─── EXCERPT PROVIDED ───

It is so sad...I hope all animals we'll be given a chance. They are so innocent and mean nothing wrong and yet are done wrong to. I hope Shadow will find her forever parents soon - he is so beautiful.


----------



## spacemonkey (Aug 12, 2004)

Poor baby. He's not that far away from us  I wish we had room for more cats. Maybe I can still try to get the word out, though....


----------



## rosalie (Oct 9, 2003)

Isn'it(sp) sad..we know some people in Springfield (business relations) I'll see if if somebody is interested


----------



## Ioana (Jul 12, 2003)

I hope somebody will be able to have him - I am sure he will be the greatest reward.
..thinking of you, Shadow so your eyes won't be sad any more

Rosalie : the correct form is : isn't it <=> is it not ; is and not are parts of the verb TO BE in the INTERROGATIVE NEGATIVE FORM of the PRESENT TENSE. 
isn't is the abbreviated form of is + not and the pronoun it will follow up due to the fact that in the INTERROGATIVE FORM the Subject and the Predicate switch places. If we don't abbreviate then the Subject (pronoun IT here) will be inserted between the verb (is) and the negation that is an intricate part of it(not) = is it not

I hope I made it clearer for you.
when I try to teach something like this to Andrew he will lose pateince so quickly! As I do when he is working on restoring his *granpa* car(1972 Monte Carlo) :wink: 
I love grammar!
Feel free to show me when I don't get something right as well - I am all about learning


----------

───

## TASK OBJECTIVE:
Answer these from the forum thread above:
(a) In which city does rosalie say she knows some people?
(b) What does spacemonkey wish they had room for?
(c) What car is Andrew restoring, according to Ioana?

─── DATA EXCERPT ───

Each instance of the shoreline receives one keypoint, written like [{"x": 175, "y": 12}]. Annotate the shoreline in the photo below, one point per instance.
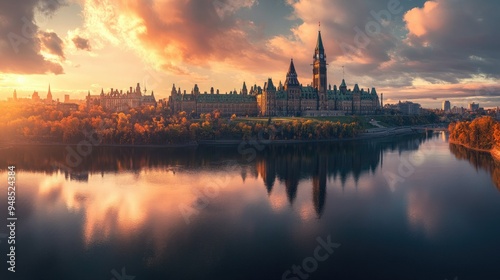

───

## TASK ANSWER:
(a) Springfield
(b) More cats
(c) His grandpa car, a 1972 Monte Carlo